Task instructions = Copy every line of the records below word for word, with nothing changed or left out.

(Dataset records)
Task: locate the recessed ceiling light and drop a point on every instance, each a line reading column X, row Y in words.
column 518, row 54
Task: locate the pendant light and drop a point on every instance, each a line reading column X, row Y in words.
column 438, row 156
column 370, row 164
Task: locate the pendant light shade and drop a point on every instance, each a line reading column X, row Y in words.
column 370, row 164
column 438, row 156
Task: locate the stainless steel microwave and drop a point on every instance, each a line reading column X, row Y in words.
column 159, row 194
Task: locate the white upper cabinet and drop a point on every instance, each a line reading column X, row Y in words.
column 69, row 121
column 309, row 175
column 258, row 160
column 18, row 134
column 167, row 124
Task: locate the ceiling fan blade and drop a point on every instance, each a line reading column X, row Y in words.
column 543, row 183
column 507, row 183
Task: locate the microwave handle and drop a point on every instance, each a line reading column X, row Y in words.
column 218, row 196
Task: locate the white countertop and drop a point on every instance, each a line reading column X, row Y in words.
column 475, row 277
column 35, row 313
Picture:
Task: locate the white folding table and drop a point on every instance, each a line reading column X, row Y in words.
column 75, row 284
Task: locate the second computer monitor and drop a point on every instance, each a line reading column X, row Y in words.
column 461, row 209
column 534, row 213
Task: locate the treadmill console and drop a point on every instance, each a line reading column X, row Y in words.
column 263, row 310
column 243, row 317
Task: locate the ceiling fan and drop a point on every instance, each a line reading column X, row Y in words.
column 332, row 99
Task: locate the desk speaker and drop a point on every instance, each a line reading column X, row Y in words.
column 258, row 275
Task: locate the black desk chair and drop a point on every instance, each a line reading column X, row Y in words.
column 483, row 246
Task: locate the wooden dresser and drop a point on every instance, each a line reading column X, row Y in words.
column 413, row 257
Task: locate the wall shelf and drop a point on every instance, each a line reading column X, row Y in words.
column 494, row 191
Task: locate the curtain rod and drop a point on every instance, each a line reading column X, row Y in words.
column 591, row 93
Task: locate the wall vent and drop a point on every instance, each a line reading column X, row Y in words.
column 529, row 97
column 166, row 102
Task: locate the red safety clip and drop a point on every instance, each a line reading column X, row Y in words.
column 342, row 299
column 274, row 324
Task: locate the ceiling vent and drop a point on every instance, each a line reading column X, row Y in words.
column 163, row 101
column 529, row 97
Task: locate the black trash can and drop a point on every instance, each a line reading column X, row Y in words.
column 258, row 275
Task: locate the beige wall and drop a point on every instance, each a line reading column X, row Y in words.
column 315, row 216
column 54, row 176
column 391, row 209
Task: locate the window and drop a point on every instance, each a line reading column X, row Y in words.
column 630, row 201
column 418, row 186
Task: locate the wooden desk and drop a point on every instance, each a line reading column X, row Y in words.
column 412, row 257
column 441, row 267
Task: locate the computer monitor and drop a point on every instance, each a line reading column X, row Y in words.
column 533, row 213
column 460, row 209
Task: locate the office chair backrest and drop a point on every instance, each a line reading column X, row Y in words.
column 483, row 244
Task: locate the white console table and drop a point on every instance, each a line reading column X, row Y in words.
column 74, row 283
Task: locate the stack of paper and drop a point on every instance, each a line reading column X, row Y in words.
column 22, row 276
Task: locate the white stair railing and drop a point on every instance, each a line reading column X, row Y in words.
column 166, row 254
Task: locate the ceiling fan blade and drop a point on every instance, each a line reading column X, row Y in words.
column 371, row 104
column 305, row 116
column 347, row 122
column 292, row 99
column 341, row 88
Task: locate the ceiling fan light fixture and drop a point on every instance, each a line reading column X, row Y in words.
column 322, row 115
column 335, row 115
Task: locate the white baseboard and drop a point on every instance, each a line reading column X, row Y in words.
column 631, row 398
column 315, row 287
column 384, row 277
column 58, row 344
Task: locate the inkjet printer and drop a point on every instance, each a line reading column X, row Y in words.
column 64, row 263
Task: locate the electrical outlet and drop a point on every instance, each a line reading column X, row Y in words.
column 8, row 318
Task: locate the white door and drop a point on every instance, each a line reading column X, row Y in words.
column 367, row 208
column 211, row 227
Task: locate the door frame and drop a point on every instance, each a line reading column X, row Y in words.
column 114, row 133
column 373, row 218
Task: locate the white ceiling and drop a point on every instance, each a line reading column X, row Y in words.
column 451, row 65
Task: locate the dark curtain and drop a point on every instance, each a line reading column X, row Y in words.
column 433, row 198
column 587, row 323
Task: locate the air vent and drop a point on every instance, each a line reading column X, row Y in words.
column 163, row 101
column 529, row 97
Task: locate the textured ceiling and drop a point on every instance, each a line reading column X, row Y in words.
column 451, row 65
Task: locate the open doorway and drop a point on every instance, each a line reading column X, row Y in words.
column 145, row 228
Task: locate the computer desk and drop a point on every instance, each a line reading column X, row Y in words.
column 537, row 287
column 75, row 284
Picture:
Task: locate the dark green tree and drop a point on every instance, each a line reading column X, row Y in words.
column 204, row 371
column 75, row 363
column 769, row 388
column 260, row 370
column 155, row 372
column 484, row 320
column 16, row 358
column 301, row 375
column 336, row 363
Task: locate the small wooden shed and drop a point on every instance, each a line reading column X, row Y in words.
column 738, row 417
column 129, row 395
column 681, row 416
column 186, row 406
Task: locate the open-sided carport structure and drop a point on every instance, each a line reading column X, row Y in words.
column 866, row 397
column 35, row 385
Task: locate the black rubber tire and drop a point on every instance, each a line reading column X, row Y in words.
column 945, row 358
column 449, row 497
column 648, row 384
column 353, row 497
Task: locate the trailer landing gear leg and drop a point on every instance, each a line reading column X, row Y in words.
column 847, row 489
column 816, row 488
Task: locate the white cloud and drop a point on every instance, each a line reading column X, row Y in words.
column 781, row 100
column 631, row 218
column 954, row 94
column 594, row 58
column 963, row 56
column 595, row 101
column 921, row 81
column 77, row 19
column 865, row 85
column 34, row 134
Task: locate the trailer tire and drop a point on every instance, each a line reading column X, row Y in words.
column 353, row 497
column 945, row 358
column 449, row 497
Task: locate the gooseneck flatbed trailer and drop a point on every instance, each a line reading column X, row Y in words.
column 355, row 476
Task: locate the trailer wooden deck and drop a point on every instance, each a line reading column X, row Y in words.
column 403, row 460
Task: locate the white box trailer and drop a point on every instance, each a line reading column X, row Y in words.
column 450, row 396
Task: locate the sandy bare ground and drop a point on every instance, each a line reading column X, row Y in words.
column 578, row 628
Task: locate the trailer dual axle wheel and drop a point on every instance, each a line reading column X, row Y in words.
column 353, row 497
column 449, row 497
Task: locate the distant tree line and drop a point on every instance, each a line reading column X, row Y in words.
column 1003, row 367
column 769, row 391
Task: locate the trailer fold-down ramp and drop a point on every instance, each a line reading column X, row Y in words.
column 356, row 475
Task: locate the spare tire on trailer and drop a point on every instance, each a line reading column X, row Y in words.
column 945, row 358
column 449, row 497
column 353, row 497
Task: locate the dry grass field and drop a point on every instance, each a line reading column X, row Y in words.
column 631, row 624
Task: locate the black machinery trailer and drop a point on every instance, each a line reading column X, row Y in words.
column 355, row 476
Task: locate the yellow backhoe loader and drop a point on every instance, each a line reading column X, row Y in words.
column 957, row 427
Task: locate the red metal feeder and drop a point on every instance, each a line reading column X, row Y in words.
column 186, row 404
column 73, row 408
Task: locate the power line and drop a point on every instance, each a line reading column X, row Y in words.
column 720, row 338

Finished exercise =
Task: locate the recessed ceiling light and drop a point on every instance, each a line reading column X, row Y in words.
column 518, row 54
Task: locate the pendant light and drop a point on every instance, each a line reading column X, row Y in words.
column 438, row 156
column 370, row 164
Task: locate the pendant light shade and drop a point on every instance, each a line reading column X, row Y in words.
column 370, row 164
column 438, row 156
Task: locate the stainless steel microwave and drop a point on every instance, each a line reading column X, row Y in words.
column 159, row 194
Task: locate the white upper cabinet and drop a point on every instance, each a line reading column X, row Y in words.
column 69, row 121
column 309, row 175
column 258, row 160
column 18, row 134
column 167, row 124
Task: locate the ceiling fan blade and drop a point on every instance, each a line reading column X, row Y in words.
column 543, row 183
column 507, row 183
Task: locate the microwave handle and drop a point on every instance, each a line reading column X, row Y in words.
column 218, row 196
Task: locate the white countertop and drop a point on every instance, each a line reading column X, row Y in words.
column 475, row 277
column 35, row 313
Picture:
Task: locate the white folding table and drop a point on every instance, each a line reading column X, row Y in words.
column 75, row 284
Task: locate the second computer monitor and drop a point on every instance, each a line reading column X, row Y in words.
column 461, row 209
column 534, row 213
Task: locate the treadmill console and drop a point on every instance, each a line reading column X, row Y in words.
column 263, row 310
column 243, row 317
Task: locate the ceiling fan and drop a point on every instance, each a line reading column X, row Y in words.
column 332, row 99
Task: locate the desk speaker and drop a point on every instance, each a line reading column X, row Y in words.
column 258, row 275
Task: locate the black desk chair and drop a point on every instance, each a line reading column X, row Y in words.
column 483, row 246
Task: locate the wooden dresser and drop a point on every instance, each a line reading column X, row Y in words.
column 413, row 257
Task: locate the wall shelf and drop a point on every instance, each a line reading column X, row Y in words.
column 494, row 191
Task: locate the curtain rod and drop a point on every instance, each a line reading column X, row Y in words.
column 591, row 93
Task: locate the wall vent and drop a point on every instance, each a line reading column X, row Y in words.
column 529, row 97
column 166, row 102
Task: locate the red safety clip and drop a point on every instance, each a line reading column X, row Y in words.
column 342, row 299
column 274, row 324
Task: locate the ceiling vent and drop a point on every instance, each a line reading column X, row Y in words.
column 163, row 101
column 529, row 97
Task: locate the black trash can and drop a point on every instance, each a line reading column X, row Y in words.
column 258, row 275
Task: locate the beige wall and drop a point on every instance, each a line reading column X, row Y in words.
column 315, row 216
column 54, row 176
column 391, row 209
Task: locate the window and drop a point on every instance, each a line reading column X, row Y in words.
column 630, row 201
column 418, row 186
Task: locate the wooden desk and drop a point on every instance, each a line reading column X, row Y in words.
column 412, row 257
column 441, row 267
Task: locate the computer monitor and drop a point on every instance, each a line reading column X, row Y in words.
column 533, row 213
column 460, row 209
Task: locate the office chair backrest and drop a point on every instance, each a line reading column X, row Y in words.
column 483, row 244
Task: locate the white console table and drop a point on every instance, each a line reading column X, row Y in words.
column 74, row 283
Task: locate the stack of paper and drop a point on every instance, each a line reading column X, row Y in words.
column 22, row 276
Task: locate the white stair railing and drop a point on every instance, each a line reading column X, row Y in words.
column 166, row 254
Task: locate the ceiling fan blade and drop a point on every instance, each a line reading column X, row Y in words.
column 371, row 104
column 305, row 116
column 347, row 122
column 292, row 99
column 341, row 88
Task: locate the ceiling fan light fixture and drop a point on every instance, each a line reading column X, row Y in words.
column 322, row 115
column 335, row 115
Task: locate the white baseboard and drop a point on every instance, each a line reading column X, row Y in words.
column 631, row 398
column 315, row 287
column 384, row 277
column 58, row 344
Task: locate the inkjet printer and drop a point on every instance, each a line reading column X, row Y in words.
column 64, row 263
Task: locate the electrical outlet and drop a point on every instance, each a line reading column X, row Y in words.
column 8, row 318
Task: locate the white door and drop a point on every instance, each a line reading column X, row Y in words.
column 367, row 208
column 211, row 227
Task: locate the door frame and drop a point on every instance, each a line reading column X, row Y in words.
column 114, row 133
column 373, row 218
Task: locate the white ceiling and drop a point on every instance, each a line reading column X, row Y in words.
column 451, row 65
Task: locate the dark curtain and drop a point on every instance, each a line reading column X, row Y in words.
column 433, row 198
column 587, row 323
Task: locate the air vent and drop a point on every instance, each a line reading column X, row Y in words.
column 163, row 101
column 529, row 97
Task: locate the textured ceiling and drop a point on every instance, each a line reading column X, row Y in words.
column 451, row 65
Task: locate the open doorway and drop a point on every instance, each a line reading column X, row Y in words.
column 145, row 228
Task: locate the computer desk and drop a point on every instance, each a line reading column X, row Y in words.
column 537, row 287
column 75, row 284
Picture:
Task: locate the dark green tree and drop a point on every instance, each a line reading column X, row Y in words.
column 204, row 371
column 75, row 363
column 769, row 388
column 260, row 370
column 155, row 372
column 484, row 320
column 16, row 358
column 301, row 375
column 336, row 363
Task: locate the small wooden shed and drop a point on every instance, each a line reading column X, row Y in words.
column 738, row 417
column 129, row 395
column 681, row 416
column 186, row 406
Task: locate the open-sided carport structure and drop a point on every instance, each a line reading column X, row Y in words.
column 866, row 397
column 35, row 385
Task: locate the black rubber tire and drop a point on every instance, each a line reading column X, row Y in words.
column 945, row 358
column 449, row 497
column 648, row 384
column 353, row 497
Task: locate the trailer landing gear leg and drop a point on every instance, each a line reading column X, row Y in words.
column 847, row 489
column 816, row 488
Task: locate the white cloud and drop a point on every instance, each a line reading column X, row Y in words.
column 781, row 100
column 631, row 218
column 954, row 94
column 594, row 58
column 963, row 56
column 595, row 101
column 921, row 81
column 77, row 19
column 865, row 85
column 34, row 134
Task: locate the trailer tire and drop a point on every instance, each a line reading column X, row Y in words.
column 353, row 497
column 945, row 358
column 449, row 497
Task: locate the gooseneck flatbed trailer and drop a point on every instance, each a line reading column X, row Y in words.
column 355, row 476
Task: locate the trailer wooden deck and drop a point on every instance, each a line reading column X, row Y in words.
column 403, row 460
Task: locate the white box trailer and drop a point on every instance, each a line reading column X, row Y in words.
column 450, row 396
Task: locate the sandy bare ground and drop a point on every instance, each a line reading column X, row Y in words.
column 578, row 628
Task: locate the trailer dual axle wheel and drop a point on every instance, each a line reading column X, row Y in words.
column 353, row 497
column 449, row 497
Task: locate the distant tree line and drop a point on every instance, each a line reading column X, row Y in words.
column 1003, row 367
column 769, row 391
Task: locate the trailer fold-down ramp and drop a point on every instance, each a line reading column X, row Y in words.
column 356, row 475
Task: locate the spare tire on trailer and drop a point on every instance, each a line reading column X, row Y in words.
column 945, row 358
column 449, row 497
column 353, row 497
Task: locate the dry grass field and drop a point on every instance, each a line reading column X, row Y in words.
column 631, row 624
Task: locate the black machinery trailer and drop a point on every instance, each a line reading column X, row Y in words.
column 355, row 476
Task: locate the yellow backhoe loader and drop a point on every instance, each a line reading column X, row Y in words.
column 957, row 427
Task: locate the red metal feeder and drop a point on every instance, each a line reading column X, row Y in words.
column 186, row 404
column 73, row 408
Task: locate the power line and drop a point on every instance, each a line reading column X, row Y in words.
column 720, row 338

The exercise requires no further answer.